[Begin ENTRIES SUPPLIED]
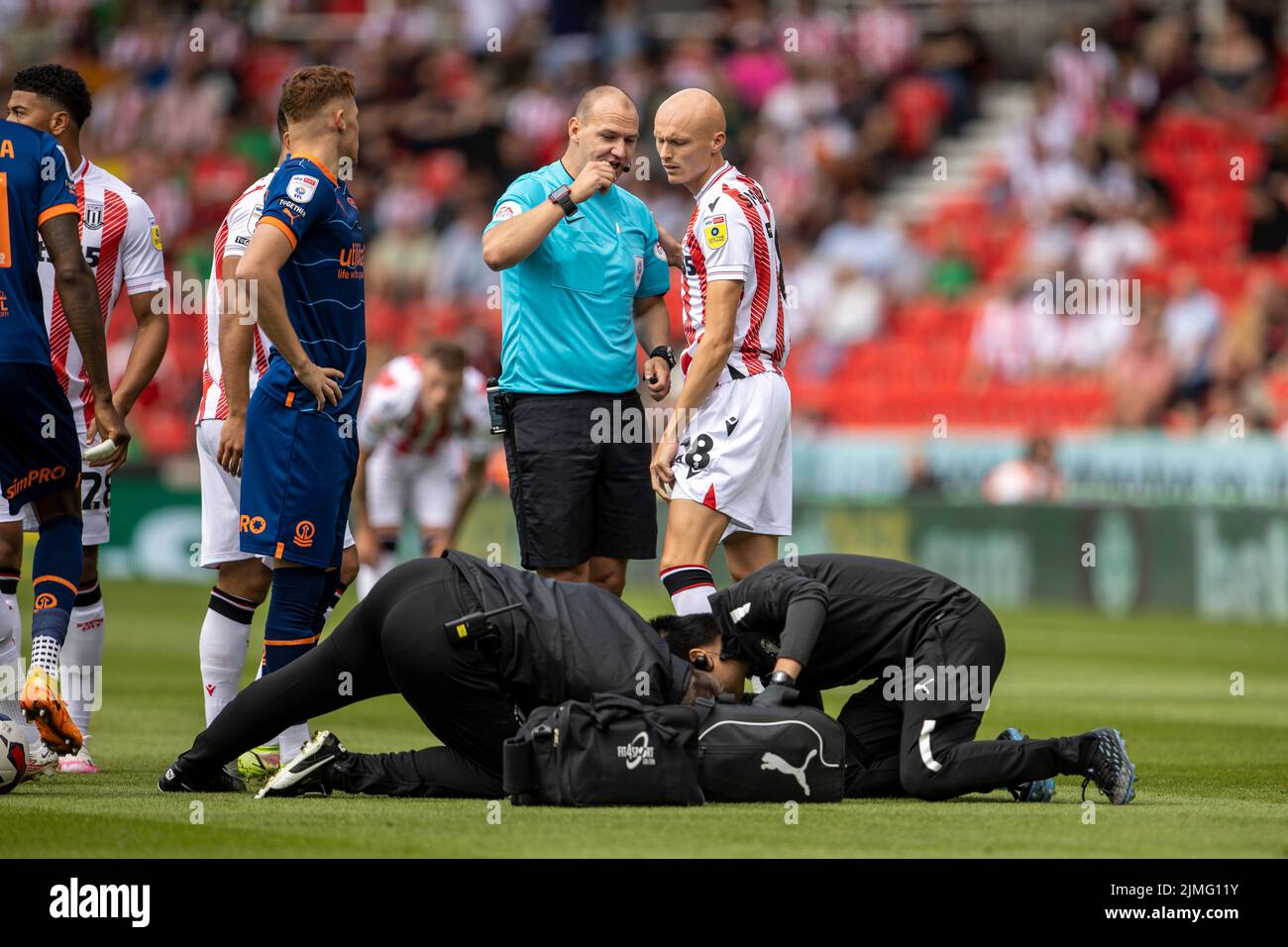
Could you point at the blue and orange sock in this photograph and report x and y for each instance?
(292, 628)
(55, 570)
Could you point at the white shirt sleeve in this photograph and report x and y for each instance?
(725, 240)
(243, 218)
(384, 405)
(142, 262)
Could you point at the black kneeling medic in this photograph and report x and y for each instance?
(935, 652)
(469, 681)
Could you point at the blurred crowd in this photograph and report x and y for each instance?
(459, 97)
(1157, 153)
(827, 102)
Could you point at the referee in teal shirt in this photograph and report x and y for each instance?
(584, 273)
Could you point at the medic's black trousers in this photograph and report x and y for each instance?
(914, 736)
(391, 642)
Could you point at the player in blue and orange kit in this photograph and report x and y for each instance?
(304, 264)
(39, 447)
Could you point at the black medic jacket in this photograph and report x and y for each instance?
(874, 612)
(571, 639)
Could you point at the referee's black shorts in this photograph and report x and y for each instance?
(575, 492)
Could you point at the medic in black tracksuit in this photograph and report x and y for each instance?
(567, 642)
(855, 617)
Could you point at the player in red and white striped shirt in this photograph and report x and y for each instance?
(236, 356)
(123, 247)
(724, 462)
(424, 436)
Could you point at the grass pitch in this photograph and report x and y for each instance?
(1214, 767)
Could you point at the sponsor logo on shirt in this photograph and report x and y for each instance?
(301, 187)
(715, 232)
(42, 474)
(506, 210)
(303, 534)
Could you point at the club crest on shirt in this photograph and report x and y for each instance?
(301, 187)
(715, 232)
(506, 210)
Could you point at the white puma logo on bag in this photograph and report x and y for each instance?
(772, 761)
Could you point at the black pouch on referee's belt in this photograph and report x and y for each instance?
(497, 406)
(748, 754)
(610, 750)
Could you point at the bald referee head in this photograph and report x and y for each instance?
(690, 132)
(604, 128)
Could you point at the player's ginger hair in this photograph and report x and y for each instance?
(307, 91)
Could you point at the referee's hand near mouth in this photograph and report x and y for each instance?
(583, 282)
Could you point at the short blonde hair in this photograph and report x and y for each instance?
(308, 90)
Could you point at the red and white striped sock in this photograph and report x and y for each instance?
(690, 587)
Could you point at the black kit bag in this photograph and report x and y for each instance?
(610, 750)
(748, 754)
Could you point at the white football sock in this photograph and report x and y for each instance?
(12, 676)
(222, 647)
(690, 587)
(12, 669)
(291, 740)
(81, 659)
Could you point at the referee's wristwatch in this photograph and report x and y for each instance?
(562, 196)
(664, 352)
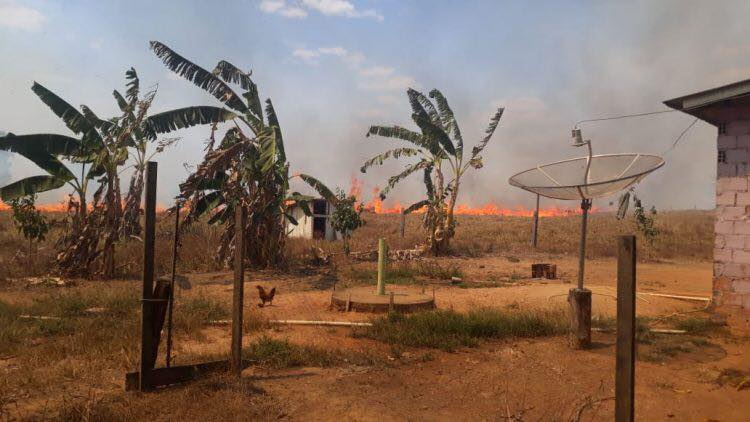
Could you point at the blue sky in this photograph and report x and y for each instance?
(333, 67)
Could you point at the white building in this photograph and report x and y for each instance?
(317, 226)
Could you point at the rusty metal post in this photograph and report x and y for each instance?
(535, 229)
(238, 291)
(626, 326)
(147, 305)
(175, 242)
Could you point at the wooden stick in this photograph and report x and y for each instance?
(303, 322)
(697, 298)
(238, 290)
(43, 317)
(175, 241)
(147, 307)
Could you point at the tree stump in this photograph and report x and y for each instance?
(580, 318)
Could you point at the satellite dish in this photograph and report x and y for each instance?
(587, 177)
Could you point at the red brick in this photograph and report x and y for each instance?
(727, 198)
(736, 241)
(732, 269)
(740, 227)
(726, 170)
(723, 255)
(724, 227)
(741, 256)
(737, 155)
(746, 302)
(722, 283)
(724, 142)
(724, 184)
(741, 199)
(732, 299)
(741, 286)
(725, 213)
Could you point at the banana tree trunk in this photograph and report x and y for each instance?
(448, 228)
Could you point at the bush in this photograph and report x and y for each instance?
(448, 330)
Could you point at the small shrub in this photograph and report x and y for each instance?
(192, 314)
(448, 330)
(278, 354)
(698, 325)
(435, 270)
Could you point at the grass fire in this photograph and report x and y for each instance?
(359, 210)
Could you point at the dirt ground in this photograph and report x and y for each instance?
(522, 379)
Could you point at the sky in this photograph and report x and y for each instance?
(335, 67)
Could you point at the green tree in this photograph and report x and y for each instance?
(347, 216)
(246, 167)
(438, 152)
(28, 220)
(645, 221)
(100, 151)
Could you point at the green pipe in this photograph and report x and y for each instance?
(382, 257)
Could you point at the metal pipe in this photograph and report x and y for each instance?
(382, 256)
(175, 242)
(535, 230)
(585, 205)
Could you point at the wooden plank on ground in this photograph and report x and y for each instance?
[End ENTRIES SUPPLIED]
SET EXERCISE -
In your copy, repeat each record exactly and include no pictures.

EXERCISE RESPONSE -
Could you point at the blue and orange sock in this photograph and report x and y for each instance?
(292, 628)
(55, 570)
Could you point at the white shirt sleeve in this photograph and report x and y for each instance?
(725, 240)
(243, 218)
(384, 405)
(142, 262)
Could you point at the black kneeling medic in this photograph and report x and y for each instance?
(935, 652)
(469, 681)
Could you point at the blurred crowd in this photograph and report x and y for each instance?
(459, 97)
(1157, 153)
(827, 102)
Could you point at the referee in teal shirt in this photograph and report x and y for each instance?
(584, 273)
Could you point at the medic's black trousers in this photograph and report x and y for each instance?
(914, 736)
(391, 642)
Could you point at the player in blue and orange kit in this photograph and report x and y for each instance?
(304, 264)
(39, 447)
Could you point at the black medic jacket in this photograph and report x and y for each instance?
(874, 612)
(571, 639)
Could you point at the referee's black shorts in this photograph and report x and y for each instance?
(575, 492)
Could you point at the medic in black tracksuit in this photograph and report x and y for each instance?
(567, 642)
(855, 617)
Could you point at the player in red and white striped shirt in this photograph and report x and y for each instance?
(236, 356)
(123, 247)
(724, 462)
(424, 436)
Could you point at the grass pitch in this photograph and report x and y for each instance?
(1214, 767)
Could you point at the sponsor logo on shirt in this photograph and report x and y for each instance?
(301, 187)
(715, 232)
(42, 474)
(506, 210)
(303, 534)
Could you point at the club crest on shirt in this photograph and report x and y for each instance?
(301, 187)
(715, 232)
(506, 210)
Could you point at the white puma logo on bag in this photograph and report x and y for each instance?
(772, 761)
Could you point at the black pouch on referee's belt in this photograph and report x and y for each instance?
(497, 406)
(748, 754)
(610, 750)
Could you point at the bald referee head in this photograph and report x and y for each instance?
(690, 132)
(604, 128)
Could you point at the player's ginger hair in this photograph and report x and y for each instance?
(307, 91)
Could you point at the referee's hand near mouth in this photograph and report x and y for each instance?
(583, 282)
Could you point at the short blonde hair in this photograph and report x and y for each instance?
(308, 90)
Could you point at the red and white striped sock in this photograph and report x and y for each instance?
(690, 587)
Could you point at the black kit bag in this photograph and report x and y for each instance?
(610, 750)
(748, 754)
Could you point at the white football sock in this photograph and report x and y for each instance?
(12, 676)
(222, 647)
(690, 587)
(12, 669)
(291, 740)
(81, 659)
Could you point at the referee's wristwatch in this photograph and report x and y for each instance?
(562, 196)
(664, 352)
Could you point at the blue sky in this photograph and report x and y for each instance?
(333, 67)
Could you point at the white building in this photograph and report x and y for each instance?
(317, 226)
Could you point at the rusty metal post in this photograph and report x and y for each instance?
(535, 229)
(238, 291)
(626, 326)
(147, 305)
(175, 242)
Could you point at the wooden stick in this photograph and report x and y for each instance?
(303, 322)
(697, 298)
(238, 290)
(43, 317)
(175, 241)
(147, 307)
Could you point at the tree stump in this photograph and report x and y for each instance?
(580, 318)
Could you point at the satellite dish in this photograph and report x and y for each instance?
(587, 177)
Could you point at the red brick in this photograph and report x and y for each instance?
(727, 198)
(736, 241)
(732, 269)
(740, 227)
(726, 170)
(723, 255)
(724, 227)
(741, 256)
(737, 155)
(746, 302)
(722, 283)
(724, 142)
(724, 184)
(741, 199)
(732, 299)
(741, 286)
(725, 213)
Could you point at the banana tree trunk in this photograph and report x and y for each instance?
(448, 228)
Could you point at the bush in this photograph and report x and y for each instance?
(448, 330)
Could you point at the small shrub in this photograph and report x and y for each instance?
(192, 314)
(448, 330)
(278, 354)
(698, 325)
(435, 270)
Could you point at the grass fire in this photograph and report x and y for each instance?
(359, 210)
Could you point at the dirt ground in this photograph and report x and y for each instance?
(522, 379)
Could you point at the sky in this photograph and report x and y for each instance?
(335, 67)
Could you point at the green tree in this photograph and report x and y for each instance?
(347, 216)
(246, 167)
(438, 152)
(28, 220)
(645, 221)
(100, 151)
Could you point at the green pipe in this photograph and report x and y for each instance?
(382, 257)
Could you point at the metal pipe in this photograph and report x and y for each instance?
(382, 256)
(175, 242)
(535, 230)
(585, 205)
Could you point at the wooden plank on ground in this photograph and report x and y for each instance?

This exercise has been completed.